INSTRUCTION =
Repeat exactly the lines from the line containing "Target: man leaning on fence" through the last line of the records below, inclusive, and nothing else.

Items listed in a dataset
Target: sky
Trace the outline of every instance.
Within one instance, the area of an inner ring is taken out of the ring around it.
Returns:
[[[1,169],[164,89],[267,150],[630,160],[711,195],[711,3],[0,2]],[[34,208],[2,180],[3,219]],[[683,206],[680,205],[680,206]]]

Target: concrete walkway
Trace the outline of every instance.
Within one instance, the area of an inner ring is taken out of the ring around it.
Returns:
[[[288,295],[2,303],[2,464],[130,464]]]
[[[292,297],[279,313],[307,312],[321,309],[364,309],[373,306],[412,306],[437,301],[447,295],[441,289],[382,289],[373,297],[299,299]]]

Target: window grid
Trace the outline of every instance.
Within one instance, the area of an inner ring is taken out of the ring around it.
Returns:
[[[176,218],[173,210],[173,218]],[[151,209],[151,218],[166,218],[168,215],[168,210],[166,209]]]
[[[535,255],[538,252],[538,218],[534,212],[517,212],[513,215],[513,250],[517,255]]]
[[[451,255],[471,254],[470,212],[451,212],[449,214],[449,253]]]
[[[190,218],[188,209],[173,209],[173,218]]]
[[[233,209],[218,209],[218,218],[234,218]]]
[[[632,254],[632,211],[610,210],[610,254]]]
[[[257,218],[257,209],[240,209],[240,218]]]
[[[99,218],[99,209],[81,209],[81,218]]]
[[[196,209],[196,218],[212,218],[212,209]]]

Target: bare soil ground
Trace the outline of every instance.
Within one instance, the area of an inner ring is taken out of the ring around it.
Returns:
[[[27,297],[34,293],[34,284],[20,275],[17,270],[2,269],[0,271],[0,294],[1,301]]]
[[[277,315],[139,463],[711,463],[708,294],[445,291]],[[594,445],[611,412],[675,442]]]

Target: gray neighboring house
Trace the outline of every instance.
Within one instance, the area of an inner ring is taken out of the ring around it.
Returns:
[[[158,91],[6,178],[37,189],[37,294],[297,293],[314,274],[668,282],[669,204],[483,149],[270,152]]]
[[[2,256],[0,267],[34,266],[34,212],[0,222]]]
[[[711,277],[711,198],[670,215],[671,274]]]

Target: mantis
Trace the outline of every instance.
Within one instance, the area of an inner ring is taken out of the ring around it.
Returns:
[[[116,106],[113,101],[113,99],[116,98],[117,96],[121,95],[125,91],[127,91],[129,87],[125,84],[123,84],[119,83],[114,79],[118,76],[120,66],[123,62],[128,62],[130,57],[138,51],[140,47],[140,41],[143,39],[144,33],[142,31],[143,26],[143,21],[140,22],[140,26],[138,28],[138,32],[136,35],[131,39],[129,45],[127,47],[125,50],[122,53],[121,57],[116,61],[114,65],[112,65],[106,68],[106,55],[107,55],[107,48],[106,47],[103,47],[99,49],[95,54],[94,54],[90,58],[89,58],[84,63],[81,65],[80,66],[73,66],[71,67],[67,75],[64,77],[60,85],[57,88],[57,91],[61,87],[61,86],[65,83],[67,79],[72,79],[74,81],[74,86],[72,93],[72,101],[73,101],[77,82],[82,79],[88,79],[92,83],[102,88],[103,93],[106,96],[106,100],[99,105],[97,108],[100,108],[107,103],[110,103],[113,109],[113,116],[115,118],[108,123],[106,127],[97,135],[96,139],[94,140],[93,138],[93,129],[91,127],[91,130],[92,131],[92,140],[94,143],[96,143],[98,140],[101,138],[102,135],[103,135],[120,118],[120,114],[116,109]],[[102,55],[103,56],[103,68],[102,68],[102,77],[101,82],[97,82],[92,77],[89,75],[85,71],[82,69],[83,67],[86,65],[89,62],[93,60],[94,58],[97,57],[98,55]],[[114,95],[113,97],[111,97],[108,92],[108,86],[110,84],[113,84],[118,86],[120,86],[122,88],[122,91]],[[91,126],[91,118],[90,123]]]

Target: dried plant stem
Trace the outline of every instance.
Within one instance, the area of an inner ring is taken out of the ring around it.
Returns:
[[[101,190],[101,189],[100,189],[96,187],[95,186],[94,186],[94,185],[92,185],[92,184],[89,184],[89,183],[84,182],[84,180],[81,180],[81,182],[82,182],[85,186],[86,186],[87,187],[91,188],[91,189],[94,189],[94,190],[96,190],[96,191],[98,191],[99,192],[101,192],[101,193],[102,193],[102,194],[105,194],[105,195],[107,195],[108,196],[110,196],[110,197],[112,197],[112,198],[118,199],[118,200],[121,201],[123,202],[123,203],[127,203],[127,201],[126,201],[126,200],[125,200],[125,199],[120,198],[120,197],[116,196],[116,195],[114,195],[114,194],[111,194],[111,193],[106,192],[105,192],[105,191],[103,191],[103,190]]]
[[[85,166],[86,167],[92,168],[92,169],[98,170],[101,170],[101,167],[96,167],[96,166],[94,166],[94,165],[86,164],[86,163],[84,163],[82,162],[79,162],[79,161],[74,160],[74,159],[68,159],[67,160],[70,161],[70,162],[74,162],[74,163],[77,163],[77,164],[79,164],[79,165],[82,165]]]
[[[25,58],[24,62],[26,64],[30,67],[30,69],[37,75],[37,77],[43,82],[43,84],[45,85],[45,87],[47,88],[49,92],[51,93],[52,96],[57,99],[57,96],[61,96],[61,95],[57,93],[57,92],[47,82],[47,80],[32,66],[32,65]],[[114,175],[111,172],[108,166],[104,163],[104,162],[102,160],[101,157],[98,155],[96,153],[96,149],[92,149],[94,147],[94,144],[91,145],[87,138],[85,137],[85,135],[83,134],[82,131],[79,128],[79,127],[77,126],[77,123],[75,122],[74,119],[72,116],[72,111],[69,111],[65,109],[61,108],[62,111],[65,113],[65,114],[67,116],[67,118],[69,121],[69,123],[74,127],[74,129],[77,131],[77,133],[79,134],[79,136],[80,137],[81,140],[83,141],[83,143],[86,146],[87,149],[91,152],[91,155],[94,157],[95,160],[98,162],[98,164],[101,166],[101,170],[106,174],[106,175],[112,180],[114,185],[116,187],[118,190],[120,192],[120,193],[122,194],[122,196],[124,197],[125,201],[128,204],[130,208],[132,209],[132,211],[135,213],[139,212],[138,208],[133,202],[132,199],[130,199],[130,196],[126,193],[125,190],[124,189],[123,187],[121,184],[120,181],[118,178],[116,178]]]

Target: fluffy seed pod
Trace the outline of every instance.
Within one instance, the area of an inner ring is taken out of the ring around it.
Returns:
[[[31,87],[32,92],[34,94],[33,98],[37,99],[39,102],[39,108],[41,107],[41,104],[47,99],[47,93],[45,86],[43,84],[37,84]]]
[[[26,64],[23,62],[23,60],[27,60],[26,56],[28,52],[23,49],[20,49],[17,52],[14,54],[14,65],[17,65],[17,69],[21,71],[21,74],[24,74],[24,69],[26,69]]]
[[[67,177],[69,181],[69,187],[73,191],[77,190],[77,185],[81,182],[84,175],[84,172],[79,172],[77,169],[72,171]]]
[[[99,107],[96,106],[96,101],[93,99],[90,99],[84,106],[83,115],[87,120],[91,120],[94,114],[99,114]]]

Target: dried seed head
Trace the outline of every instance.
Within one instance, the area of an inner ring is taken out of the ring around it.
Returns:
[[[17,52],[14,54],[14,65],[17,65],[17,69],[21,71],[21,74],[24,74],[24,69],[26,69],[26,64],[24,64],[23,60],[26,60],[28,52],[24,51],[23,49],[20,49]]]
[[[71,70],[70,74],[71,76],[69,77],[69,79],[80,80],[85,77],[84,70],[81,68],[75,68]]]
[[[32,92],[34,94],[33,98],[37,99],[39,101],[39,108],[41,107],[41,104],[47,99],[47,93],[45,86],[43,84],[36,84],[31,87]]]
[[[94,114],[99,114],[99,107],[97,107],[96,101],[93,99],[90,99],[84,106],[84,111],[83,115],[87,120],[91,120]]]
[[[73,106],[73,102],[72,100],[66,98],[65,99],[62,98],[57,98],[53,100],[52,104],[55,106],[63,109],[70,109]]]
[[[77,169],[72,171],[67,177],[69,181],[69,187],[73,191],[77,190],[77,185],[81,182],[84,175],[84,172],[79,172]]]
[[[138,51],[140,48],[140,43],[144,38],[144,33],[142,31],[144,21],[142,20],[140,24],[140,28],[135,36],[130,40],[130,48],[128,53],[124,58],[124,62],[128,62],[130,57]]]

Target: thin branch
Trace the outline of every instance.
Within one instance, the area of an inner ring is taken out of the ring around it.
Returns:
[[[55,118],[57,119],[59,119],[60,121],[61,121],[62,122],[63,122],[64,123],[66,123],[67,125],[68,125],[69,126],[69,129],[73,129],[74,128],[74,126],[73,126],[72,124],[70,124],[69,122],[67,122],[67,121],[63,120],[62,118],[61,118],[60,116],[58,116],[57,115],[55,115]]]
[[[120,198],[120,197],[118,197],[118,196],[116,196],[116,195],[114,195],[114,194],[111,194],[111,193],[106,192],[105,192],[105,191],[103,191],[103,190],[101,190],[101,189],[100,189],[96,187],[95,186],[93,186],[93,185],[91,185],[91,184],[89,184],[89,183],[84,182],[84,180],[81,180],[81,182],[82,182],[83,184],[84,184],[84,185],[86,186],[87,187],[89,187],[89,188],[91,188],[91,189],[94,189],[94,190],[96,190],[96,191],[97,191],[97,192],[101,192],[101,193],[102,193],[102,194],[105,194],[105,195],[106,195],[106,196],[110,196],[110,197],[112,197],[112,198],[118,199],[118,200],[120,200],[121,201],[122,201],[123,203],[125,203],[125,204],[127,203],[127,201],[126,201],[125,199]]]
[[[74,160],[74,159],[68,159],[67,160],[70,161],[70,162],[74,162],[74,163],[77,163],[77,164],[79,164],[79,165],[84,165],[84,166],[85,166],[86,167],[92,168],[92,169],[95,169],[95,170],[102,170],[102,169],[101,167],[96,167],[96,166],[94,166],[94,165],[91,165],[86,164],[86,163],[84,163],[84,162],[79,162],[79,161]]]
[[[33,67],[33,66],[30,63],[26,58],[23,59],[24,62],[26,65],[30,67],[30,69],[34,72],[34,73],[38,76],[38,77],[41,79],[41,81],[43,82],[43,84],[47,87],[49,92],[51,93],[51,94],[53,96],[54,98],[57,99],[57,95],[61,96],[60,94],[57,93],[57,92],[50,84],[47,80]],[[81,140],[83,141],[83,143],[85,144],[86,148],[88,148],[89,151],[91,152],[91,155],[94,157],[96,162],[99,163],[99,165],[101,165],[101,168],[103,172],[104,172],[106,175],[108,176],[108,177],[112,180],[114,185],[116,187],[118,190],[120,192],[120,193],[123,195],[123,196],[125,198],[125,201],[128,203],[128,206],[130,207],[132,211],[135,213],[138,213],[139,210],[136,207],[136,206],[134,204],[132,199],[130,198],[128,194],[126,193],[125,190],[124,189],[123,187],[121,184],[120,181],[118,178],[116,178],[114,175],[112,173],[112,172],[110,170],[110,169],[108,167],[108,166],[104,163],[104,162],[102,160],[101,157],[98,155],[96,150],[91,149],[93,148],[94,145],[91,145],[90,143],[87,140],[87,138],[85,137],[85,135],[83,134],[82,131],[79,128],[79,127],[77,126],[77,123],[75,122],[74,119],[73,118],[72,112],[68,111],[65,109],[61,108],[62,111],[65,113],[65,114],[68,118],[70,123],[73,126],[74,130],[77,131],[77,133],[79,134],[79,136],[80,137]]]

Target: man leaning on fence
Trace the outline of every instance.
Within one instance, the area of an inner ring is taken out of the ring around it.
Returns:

RESPONSE TO THIS TASK =
Target: man leaning on fence
Trace the outline of every instance.
Within one instance, the area of an inner ring is taken out of the ring around it.
Returns:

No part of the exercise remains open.